» Work required
From the text on arming Black soldiers, output word for word the part starting at "In conclusion, I" and ending at "instituted the inquiry.".

» Page
========================================

The experiment of arming the blacks, so far as I have made it, has been a complete and even marvellous success. They are sober, docile, attentive and enthusiastic, displaying great natural capacities in acquiring the duties of the soldier. They are now eager beyond all things to take the field and be led into action; and it is the unanimous opinion of the officers who have had charge of them, that in the peculiarities of this climate and country, they will prove invaluable auxiliaries, fully equal to the similar regiments so long and so successfully used by the British authorities in the West India Islands.
In conclusion, I would say, it is my hope -- there appearing no possibility of other re-inforcements, owing to the exigencies of the campaign in the peninsula -- to have organized by the end of next fall and to be able to present to the government from 48,000 to 50,000 of these hardy and devoted soldiers." [88]
The reply was read in Congress amid laughter despite the indignation of the Kentucky Congressman who instituted the inquiry.
Protests now came from the South but no answer was forthcoming and despite
all the agitation
[p. 105]
the regiment remained until at last Hunter was officially ordered to raise 50,000
black laborers of whom 5,000 might be armed and dressed as soldiers.
Horace Greeley stated the case clearly August 20, 1862 in his "Prayer of Twenty Million": [89]
"On the face of this wide earth, Mr. President, there is not one disinterested, determined, intelligent champion of the Union cause who does not feel that all attempts to put down the rebellion and at the same time uphold its inciting cause are preposterous and futile -- that the rebellion if crushed out tomorrow would be renewed within a year if slavery were left in full vigor -- that army officers who remain to this day devoted to slavery can at best be but half-way loyal to the Union -- and that every hour of deference to slavery is an hour of added and deepened peril to the Union. . . .

========================================

[Recorded data]

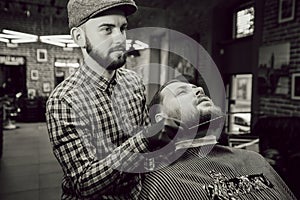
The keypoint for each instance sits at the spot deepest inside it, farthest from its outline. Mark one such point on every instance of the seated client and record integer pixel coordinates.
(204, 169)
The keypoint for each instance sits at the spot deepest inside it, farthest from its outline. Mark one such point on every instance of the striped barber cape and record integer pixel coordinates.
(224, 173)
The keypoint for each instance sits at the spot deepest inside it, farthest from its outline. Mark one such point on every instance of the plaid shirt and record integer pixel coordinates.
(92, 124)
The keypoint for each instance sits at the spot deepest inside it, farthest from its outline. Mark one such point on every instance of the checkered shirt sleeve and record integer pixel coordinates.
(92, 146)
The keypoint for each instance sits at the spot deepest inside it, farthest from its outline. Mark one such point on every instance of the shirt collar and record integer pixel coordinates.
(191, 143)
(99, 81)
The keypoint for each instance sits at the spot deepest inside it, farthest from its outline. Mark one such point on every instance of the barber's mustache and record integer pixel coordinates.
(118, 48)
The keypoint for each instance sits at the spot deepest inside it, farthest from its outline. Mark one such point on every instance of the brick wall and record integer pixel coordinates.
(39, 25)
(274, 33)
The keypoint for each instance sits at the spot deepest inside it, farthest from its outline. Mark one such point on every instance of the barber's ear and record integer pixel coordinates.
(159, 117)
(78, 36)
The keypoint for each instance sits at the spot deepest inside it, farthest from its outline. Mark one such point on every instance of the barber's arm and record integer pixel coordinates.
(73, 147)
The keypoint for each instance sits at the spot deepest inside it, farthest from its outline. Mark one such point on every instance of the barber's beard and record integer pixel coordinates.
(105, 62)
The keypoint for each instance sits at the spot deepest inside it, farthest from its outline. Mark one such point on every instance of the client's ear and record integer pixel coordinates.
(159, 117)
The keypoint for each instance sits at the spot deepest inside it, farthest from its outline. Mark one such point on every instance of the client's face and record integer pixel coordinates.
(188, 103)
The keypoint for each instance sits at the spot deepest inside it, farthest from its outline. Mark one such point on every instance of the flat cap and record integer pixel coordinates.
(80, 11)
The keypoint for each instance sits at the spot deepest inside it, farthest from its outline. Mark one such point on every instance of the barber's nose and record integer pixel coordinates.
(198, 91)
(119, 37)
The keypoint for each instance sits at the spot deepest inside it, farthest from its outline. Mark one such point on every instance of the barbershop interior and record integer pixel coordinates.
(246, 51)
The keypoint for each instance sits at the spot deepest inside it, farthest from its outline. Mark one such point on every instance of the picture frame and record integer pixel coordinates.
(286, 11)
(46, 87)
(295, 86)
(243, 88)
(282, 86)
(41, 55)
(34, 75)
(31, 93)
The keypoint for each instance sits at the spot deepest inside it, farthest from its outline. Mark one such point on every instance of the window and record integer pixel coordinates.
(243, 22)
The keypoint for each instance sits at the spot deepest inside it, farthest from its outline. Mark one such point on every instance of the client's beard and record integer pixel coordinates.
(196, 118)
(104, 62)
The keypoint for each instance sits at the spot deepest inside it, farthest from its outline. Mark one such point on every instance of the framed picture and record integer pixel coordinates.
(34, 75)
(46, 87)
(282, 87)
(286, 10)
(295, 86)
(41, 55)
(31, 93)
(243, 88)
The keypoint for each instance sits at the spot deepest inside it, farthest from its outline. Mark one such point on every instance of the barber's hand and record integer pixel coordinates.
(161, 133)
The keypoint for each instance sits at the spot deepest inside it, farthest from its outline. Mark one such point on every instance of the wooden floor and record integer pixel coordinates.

========================================

» Solved exercise
In conclusion, I would say, it is my hope -- there appearing no possibility of other re-inforcements, owing to the exigencies of the campaign in the peninsula -- to have organized by the end of next fall and to be able to present to the government from 48,000 to 50,000 of these hardy and devoted soldiers." [88]
The reply was read in Congress amid laughter despite the indignation of the Kentucky Congressman who instituted the inquiry.